Page extract —
--------------------------------
Pregnant women sitting together in a group setting

What to expect at midwife & antenatal appointments

Your partner will have regular check-ups throughout their pregnancy to make sure both they and your baby are happy and healthy. These will include routine antenatal appointments with a midwife or healthcare professional, scans to check your baby’s growth and development, and a chance to ask questions, get advice, and prepare for labour and life after birth.

The number of appointments your partner has will depend on whether it’s their first baby, but you can expect plenty of support at every step. Check out our antenatal article for a more detailed breakdown.

Many partners find it helpful to attend appointments but it’s down to personal choice. You’re entitled to take unpaid time off work to go with your partner to up to two antenatal appointments,6 giving you the chance to be part of the journey.

What questions should I ask at antenatal appointments?

You can ask your midwife anything to do with your partner’s pregnancy and birth. As well as looking after your partner and baby, they’re there to guide you both along the way.

You might find it helpful to ask about things like mental health support, parental benefits, and what to do if your partner is worried something isn’t right. You may also find it helpful to write down a list of questions to take with you or make notes during your visit, so you don’t forget.

For an idea of questions to ask at your antenatal appointment, why not read our helpful midwife appointment checklist below or download and take it with you?

What emotional support can I offer during pregnancy?

Sometimes the best support is simply being there – although hugs and kind words can mean a lot too.

Ask your partner how they’re feeling, listen to them, stay informed, encourage them to see their midwife or GP if they’re feeling worried, and make them feel cared for.

How can I bond with my baby before birth?

Although you can’t hold your baby – yet – there are ways to feel more connected. Bonding takes time but there are many things you can do before they’re born:

  • Let them hear your voice – regularly talking, singing or reading to your partner’s bump is a lovely way to bond – did you know your baby can hear from around 16 weeks, maybe even earlier?7
  • Imagine the future – take some time with your partner to think about what your baby will look like, be like, and what you’re most looking forward to sharing with them. Chat about names, room décor, your roles when they arrive – it’ll all help.
--------------------------------
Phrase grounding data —
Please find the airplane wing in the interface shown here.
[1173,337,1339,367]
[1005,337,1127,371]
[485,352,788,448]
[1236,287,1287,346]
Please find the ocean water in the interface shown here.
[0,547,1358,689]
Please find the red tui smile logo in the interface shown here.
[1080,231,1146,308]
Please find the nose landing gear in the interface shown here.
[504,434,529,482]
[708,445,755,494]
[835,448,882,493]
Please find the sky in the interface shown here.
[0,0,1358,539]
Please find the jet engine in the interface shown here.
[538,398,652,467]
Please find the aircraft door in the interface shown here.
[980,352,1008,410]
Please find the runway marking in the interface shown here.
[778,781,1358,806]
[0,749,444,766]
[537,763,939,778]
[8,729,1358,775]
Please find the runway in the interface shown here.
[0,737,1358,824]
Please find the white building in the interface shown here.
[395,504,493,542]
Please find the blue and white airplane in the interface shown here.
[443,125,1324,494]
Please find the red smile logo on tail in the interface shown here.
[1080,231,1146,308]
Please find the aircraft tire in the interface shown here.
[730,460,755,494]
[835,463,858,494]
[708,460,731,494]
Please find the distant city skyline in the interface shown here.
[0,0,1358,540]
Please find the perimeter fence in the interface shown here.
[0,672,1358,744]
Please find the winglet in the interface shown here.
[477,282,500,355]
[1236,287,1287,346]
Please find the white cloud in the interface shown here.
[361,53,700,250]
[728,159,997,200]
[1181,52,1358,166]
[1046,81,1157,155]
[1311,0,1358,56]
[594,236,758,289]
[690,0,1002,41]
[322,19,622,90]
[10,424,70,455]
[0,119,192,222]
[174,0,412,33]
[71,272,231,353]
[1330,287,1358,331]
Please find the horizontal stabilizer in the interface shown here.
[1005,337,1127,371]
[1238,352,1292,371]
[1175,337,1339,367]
--------------------------------
Work to complete —
1 – Rewrite the paragraph of the antenatal appointments page that begins "You might find it helpful to ask about" as a short bulleted list, keeping its main facts.
2 – Summarize the antenatal appointments page in two sentences.
3 – Carry on the antenatal appointments page from the end of the bullet point about imagining the future, writing the next part in the same style.
The lines have no connection to the text.

Responses to the tasks —
1 –
- Topics worth raising with the midwife: mental health support, parental benefits, and what to do if your partner is worried something isn't right.
- Write down a list of questions to bring, or take notes during the visit, so nothing is forgotten.

2 – A pregnant partner has routine antenatal appointments, scans and chances to ask questions. The other partner may choose to attend, with unpaid time off for up to two appointments, and can offer emotional support by listening and being there and bond with the baby before birth by talking to the bump and imagining the future.

3 –
  • Do your homework – go to antenatal classes, be at the scans, read up on the age stage they’re at – are they the size of an avocado (around 16 weeks), or are they now a grapefruit (around 23 weeks)?8

What if I feel left out during pregnancy?

It’s understandable to feel left out during pregnancy – especially with so much focus on your partner. Remember, your feelings are valid. Try sharing how you feel with your partner calmly and openly – with so much happening, they may not realise how you’re feeling.

Doing more things together, like attending maternity appointments, scans, and antenatal classes, can help you feel more involved. Antenatal classes are also a great way to meet other parents-to-be who are at a similar stage, including partners who may be experiencing similar feelings.

The most important thing is to be open and honest with each other or share your thoughts with a close friend or family member. And if you need extra support, speak to your midwife or GP.9

Are there antenatal resources specifically for dads and partners?

Yes, there are many resources designed just for dads and partners – or that actively welcome their involvement.

They include:

  • HSE Antenatal Classes – designed to prepare parents for labour, birth, and beyond. They’re for all expectant mothers, and partners are encouraged to go along to all classes.
  • Cuidiú – a parent-to-parent, voluntary support charity offers antenatal courses with a format that’s unique to Ireland. Dads and partners are encouraged to attend all sessions.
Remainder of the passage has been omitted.